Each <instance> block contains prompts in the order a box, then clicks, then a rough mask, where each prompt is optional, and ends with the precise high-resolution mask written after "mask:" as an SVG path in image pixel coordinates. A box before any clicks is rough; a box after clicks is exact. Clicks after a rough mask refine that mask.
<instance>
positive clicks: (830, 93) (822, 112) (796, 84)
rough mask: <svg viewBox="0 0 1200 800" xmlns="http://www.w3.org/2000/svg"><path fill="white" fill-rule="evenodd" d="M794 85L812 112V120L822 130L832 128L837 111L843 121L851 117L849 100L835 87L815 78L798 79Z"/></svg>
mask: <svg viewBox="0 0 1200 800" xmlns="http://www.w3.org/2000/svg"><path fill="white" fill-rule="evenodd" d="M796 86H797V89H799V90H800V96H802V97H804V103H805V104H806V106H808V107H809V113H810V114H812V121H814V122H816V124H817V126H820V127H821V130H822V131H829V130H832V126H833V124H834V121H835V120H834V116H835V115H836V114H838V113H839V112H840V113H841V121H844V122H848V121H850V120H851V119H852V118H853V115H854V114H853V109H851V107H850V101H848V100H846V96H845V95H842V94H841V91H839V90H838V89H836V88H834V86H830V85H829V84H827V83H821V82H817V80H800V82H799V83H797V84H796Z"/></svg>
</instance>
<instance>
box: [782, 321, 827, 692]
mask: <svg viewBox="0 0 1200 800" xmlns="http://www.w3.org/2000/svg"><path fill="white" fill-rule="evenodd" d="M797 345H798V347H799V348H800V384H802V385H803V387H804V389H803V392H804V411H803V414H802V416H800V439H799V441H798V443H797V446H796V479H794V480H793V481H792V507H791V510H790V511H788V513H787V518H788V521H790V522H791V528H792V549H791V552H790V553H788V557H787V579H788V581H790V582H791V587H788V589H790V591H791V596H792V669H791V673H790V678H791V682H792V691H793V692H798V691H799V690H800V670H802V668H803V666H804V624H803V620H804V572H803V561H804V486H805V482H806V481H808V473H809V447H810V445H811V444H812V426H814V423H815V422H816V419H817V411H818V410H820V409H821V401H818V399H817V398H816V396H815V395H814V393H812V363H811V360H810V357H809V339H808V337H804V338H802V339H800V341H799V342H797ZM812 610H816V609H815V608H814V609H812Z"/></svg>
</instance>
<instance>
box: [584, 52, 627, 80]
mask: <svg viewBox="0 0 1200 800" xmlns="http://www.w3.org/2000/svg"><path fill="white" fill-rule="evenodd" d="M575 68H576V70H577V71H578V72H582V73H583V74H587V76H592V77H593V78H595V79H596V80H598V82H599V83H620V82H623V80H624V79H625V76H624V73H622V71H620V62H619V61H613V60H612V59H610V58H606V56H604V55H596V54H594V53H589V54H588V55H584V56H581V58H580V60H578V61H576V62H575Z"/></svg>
══════════════════════════════
» **About this task**
Once more, write out all the data exactly.

» **Output for this exercise**
Each <instance> block contains prompts in the order a box, then clicks, then a rough mask, where each prompt is optional, and ends with the precise high-resolution mask written after "mask:" as an SVG path in image pixel coordinates. A box before any clicks is rough; a box after clicks is exact. Clicks after a rough mask refine that mask.
<instance>
positive clicks: (830, 93) (822, 112) (796, 84)
rough mask: <svg viewBox="0 0 1200 800" xmlns="http://www.w3.org/2000/svg"><path fill="white" fill-rule="evenodd" d="M794 85L812 112V120L822 130L832 128L837 111L843 121L851 117L849 100L835 87L815 78L798 79Z"/></svg>
mask: <svg viewBox="0 0 1200 800" xmlns="http://www.w3.org/2000/svg"><path fill="white" fill-rule="evenodd" d="M796 86H797V89H799V90H800V96H802V97H804V103H805V104H806V106H808V107H809V113H810V114H812V121H814V122H816V124H817V126H820V127H821V130H822V131H829V130H832V126H833V124H834V121H835V120H834V116H835V115H836V114H838V113H839V112H840V113H841V121H844V122H848V121H850V120H851V119H852V118H853V115H854V114H853V109H851V107H850V101H848V100H846V96H845V95H842V94H841V91H839V90H838V89H836V88H834V86H830V85H829V84H827V83H821V82H817V80H800V82H799V83H797V84H796Z"/></svg>
</instance>
<instance>
box: [782, 321, 827, 692]
mask: <svg viewBox="0 0 1200 800" xmlns="http://www.w3.org/2000/svg"><path fill="white" fill-rule="evenodd" d="M797 345H798V347H799V348H800V384H802V385H803V387H804V389H803V392H804V411H803V414H802V416H800V439H799V441H798V443H797V446H796V479H794V480H793V481H792V507H791V510H790V511H788V513H787V518H788V521H790V522H791V528H792V549H791V552H790V553H788V557H787V579H788V581H790V582H791V587H788V589H790V591H791V596H792V669H791V673H790V678H791V682H792V691H793V692H798V691H799V690H800V670H802V668H803V666H804V624H803V620H804V572H803V561H804V486H805V482H806V481H808V473H809V447H810V445H811V444H812V426H814V423H815V422H816V419H817V411H818V410H820V409H821V401H818V399H817V398H816V396H815V395H814V393H812V363H811V360H810V357H809V339H808V337H804V338H802V339H800V341H799V342H797ZM812 610H816V609H815V608H814V609H812Z"/></svg>
</instance>
<instance>
box: [584, 52, 627, 80]
mask: <svg viewBox="0 0 1200 800" xmlns="http://www.w3.org/2000/svg"><path fill="white" fill-rule="evenodd" d="M575 68H576V70H577V71H578V72H582V73H583V74H587V76H592V77H593V78H595V79H596V80H598V82H599V83H620V82H623V80H624V79H625V76H624V73H622V71H620V62H619V61H613V60H612V59H610V58H606V56H604V55H596V54H594V53H589V54H588V55H584V56H581V58H580V60H578V61H576V62H575Z"/></svg>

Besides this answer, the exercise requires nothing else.